From the first line to the last, print the records exactly.
--*--
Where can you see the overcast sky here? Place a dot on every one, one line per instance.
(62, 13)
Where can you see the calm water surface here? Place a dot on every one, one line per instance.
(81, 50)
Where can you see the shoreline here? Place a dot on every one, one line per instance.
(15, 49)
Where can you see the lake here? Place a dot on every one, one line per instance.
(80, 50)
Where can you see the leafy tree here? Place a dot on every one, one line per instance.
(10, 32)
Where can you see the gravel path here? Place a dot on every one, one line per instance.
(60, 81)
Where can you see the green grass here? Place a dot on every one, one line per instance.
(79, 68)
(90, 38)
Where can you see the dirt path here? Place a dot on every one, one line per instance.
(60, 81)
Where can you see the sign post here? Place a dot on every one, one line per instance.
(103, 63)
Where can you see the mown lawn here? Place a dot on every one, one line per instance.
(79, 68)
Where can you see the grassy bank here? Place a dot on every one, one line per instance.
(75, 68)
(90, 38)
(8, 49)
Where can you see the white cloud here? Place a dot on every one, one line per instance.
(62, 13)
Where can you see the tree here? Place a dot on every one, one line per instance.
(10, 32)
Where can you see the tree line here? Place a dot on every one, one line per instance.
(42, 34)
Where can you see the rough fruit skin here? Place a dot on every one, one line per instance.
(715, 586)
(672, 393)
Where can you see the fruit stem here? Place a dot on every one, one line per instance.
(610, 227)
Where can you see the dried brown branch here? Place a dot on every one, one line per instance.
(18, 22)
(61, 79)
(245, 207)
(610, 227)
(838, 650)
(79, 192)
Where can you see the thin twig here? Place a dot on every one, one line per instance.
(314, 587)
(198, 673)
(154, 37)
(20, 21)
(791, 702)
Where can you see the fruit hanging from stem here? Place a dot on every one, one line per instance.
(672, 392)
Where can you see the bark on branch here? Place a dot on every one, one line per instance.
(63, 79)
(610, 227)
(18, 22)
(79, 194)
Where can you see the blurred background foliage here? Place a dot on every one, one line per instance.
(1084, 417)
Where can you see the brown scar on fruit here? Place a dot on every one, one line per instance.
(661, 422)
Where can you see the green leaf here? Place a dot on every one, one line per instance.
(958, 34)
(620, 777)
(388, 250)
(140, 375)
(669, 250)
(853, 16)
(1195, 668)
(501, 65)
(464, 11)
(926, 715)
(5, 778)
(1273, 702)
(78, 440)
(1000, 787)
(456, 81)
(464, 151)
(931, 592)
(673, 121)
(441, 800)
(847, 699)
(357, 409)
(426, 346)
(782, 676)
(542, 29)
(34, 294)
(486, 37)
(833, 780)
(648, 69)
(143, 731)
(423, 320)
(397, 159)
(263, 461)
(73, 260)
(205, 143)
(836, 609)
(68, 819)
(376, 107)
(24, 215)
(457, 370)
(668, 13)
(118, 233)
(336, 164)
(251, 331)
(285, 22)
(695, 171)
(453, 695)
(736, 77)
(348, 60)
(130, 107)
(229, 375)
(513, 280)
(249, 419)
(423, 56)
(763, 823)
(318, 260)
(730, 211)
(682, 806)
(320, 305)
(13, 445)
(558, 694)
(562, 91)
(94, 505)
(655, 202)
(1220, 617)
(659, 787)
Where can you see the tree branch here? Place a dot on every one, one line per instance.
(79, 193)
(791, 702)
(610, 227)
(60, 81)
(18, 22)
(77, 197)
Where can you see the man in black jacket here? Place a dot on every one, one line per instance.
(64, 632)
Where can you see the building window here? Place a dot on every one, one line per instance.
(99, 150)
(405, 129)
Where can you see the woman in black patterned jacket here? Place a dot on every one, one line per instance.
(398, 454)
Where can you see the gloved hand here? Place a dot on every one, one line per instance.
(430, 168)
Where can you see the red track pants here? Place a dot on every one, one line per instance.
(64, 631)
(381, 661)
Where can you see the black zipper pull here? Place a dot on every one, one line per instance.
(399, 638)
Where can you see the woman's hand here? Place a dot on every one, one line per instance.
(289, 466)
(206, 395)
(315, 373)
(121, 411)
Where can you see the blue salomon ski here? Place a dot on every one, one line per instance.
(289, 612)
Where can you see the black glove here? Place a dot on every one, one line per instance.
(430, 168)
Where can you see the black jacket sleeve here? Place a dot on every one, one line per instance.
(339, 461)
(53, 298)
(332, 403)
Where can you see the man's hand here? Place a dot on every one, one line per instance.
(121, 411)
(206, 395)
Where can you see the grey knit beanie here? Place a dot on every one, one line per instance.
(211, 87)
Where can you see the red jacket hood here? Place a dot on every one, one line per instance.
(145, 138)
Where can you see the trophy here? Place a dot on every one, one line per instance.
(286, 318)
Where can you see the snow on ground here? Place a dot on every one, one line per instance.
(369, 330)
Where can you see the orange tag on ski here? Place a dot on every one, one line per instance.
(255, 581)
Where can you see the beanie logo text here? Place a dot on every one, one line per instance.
--*--
# Final answer
Where can you see the overcast sky here? Place a dot on every one, one line per instance.
(62, 13)
Where can you see the calm water surface here? Place a dot on every one, one line per instance.
(81, 50)
Where can you see the shoreline here? Place a dot on every one, one line per instance.
(15, 49)
Where can you see the lake here? Place a dot on every one, one line per instance.
(80, 50)
Where can you see the leafy tree here? Place a dot on every one, one line per instance.
(10, 32)
Where can you see the gravel path here? Place a dot on every one, one line per instance.
(60, 81)
Where can you see the green grass here? Place a dot on every one, one line per instance.
(79, 68)
(90, 38)
Where can you see the dirt path here? Place a dot on every one, one line per instance.
(60, 81)
Where can you see the sign post here? Place a dot on every one, one line per instance.
(103, 63)
Where can you see the mown lawn here? Place a dot on every one, one line per instance.
(79, 68)
Where can you see the grassy bank here? Place a dot on every one, one line per instance.
(75, 68)
(90, 38)
(8, 49)
Where can you see the white cloud here? Place a dot on every one, one line per instance.
(62, 13)
Where can you see the tree here? Place a dot on every one, one line per instance.
(10, 32)
Where can you see the tree line here? Place a dot on every one, one line per instance.
(42, 34)
Where can you see the rough fruit skin here? Place a dot on every one, one line per instance.
(715, 586)
(672, 393)
Where can you see the fruit stem here? Place a dot on every one, one line per instance.
(610, 227)
Where can you see the dried brown branch here? Place a dot on every one, one line per instance.
(18, 22)
(61, 79)
(245, 207)
(610, 227)
(838, 650)
(79, 192)
Where can you see the thin twig here? Place a dot on every one, one line per instance.
(314, 587)
(198, 673)
(154, 37)
(20, 21)
(791, 702)
Where can you see the fruit hanging from stem here? Place a dot on every one, one line per instance.
(672, 392)
Where can you see the bark on branch here? Place a dot on every one, one line per instance.
(63, 79)
(610, 227)
(18, 22)
(79, 194)
Where can you see the blurred background foliage here? Place a dot on every one, one line per instance.
(1084, 417)
Where can you see the brown scar on fruit here? Place a dot on every one, one line per instance.
(661, 422)
Where can you see the green leaf here? Place a dot on every one, one line per instance.
(958, 34)
(620, 777)
(388, 250)
(140, 375)
(669, 250)
(853, 16)
(1195, 668)
(501, 65)
(464, 11)
(926, 715)
(5, 778)
(1273, 702)
(78, 440)
(1000, 787)
(456, 81)
(464, 151)
(931, 592)
(673, 121)
(441, 800)
(847, 699)
(357, 409)
(426, 346)
(782, 676)
(542, 29)
(34, 294)
(486, 37)
(833, 780)
(648, 69)
(143, 731)
(423, 320)
(397, 159)
(263, 461)
(73, 260)
(205, 143)
(836, 609)
(68, 819)
(376, 107)
(24, 215)
(457, 370)
(668, 13)
(118, 233)
(336, 164)
(251, 331)
(285, 22)
(695, 171)
(453, 695)
(736, 77)
(348, 60)
(130, 107)
(229, 375)
(513, 280)
(249, 419)
(423, 56)
(763, 823)
(318, 260)
(730, 211)
(682, 806)
(320, 305)
(13, 445)
(558, 694)
(562, 91)
(94, 505)
(655, 202)
(1220, 617)
(659, 787)
Where can you see the tree branch here? Place a dot on every one, one line per instance.
(79, 193)
(791, 702)
(610, 227)
(60, 81)
(18, 22)
(77, 197)
Where can you see the man in black jacket here? Place a dot on every one, one line per instance.
(64, 632)
Where can you see the building window here? Place a dot on every one, one line per instance.
(99, 150)
(405, 129)
Where can you see the woman in black patterned jacket here? Place a dot on every one, one line per instance.
(398, 454)
Where can you see the gloved hand here? Place a dot on every one, one line per instance.
(430, 168)
Where can you see the red track pants here? Place a dot on every one, one line per instance.
(64, 631)
(381, 661)
Where can you see the black zipper pull here? Place a dot on every one, one line per instance.
(399, 638)
Where can you see the woman's hand here? Place a dot on every one, one line per instance.
(289, 466)
(206, 395)
(315, 373)
(121, 411)
Where can you see the blue salomon ski here? Place a dot on every one, one line per instance.
(289, 612)
Where can you see the black glove here? Place a dot on every one, one line per instance.
(430, 168)
Where can you see the black jacket sleeve here? Place a dot on every one, one line per instance.
(339, 461)
(53, 298)
(332, 403)
Where can you see the man's hand here? Place a dot on every one, one line per instance.
(121, 411)
(206, 395)
Where can you see the grey knit beanie here? Place a dot on every one, one line per instance.
(211, 87)
Where can you see the red jacket hood here? Place a dot on every one, one line per instance.
(145, 138)
Where can you see the trophy here? Place a dot on every one, one line per instance.
(286, 318)
Where can you see the snow on ground here? Place a dot on every one, one line per instance.
(369, 330)
Where can you see the orange tag on ski here? Place a dot on every one, one line per instance.
(255, 581)
Where can you see the beanie logo text here? Place a dot on every one, one line per instance.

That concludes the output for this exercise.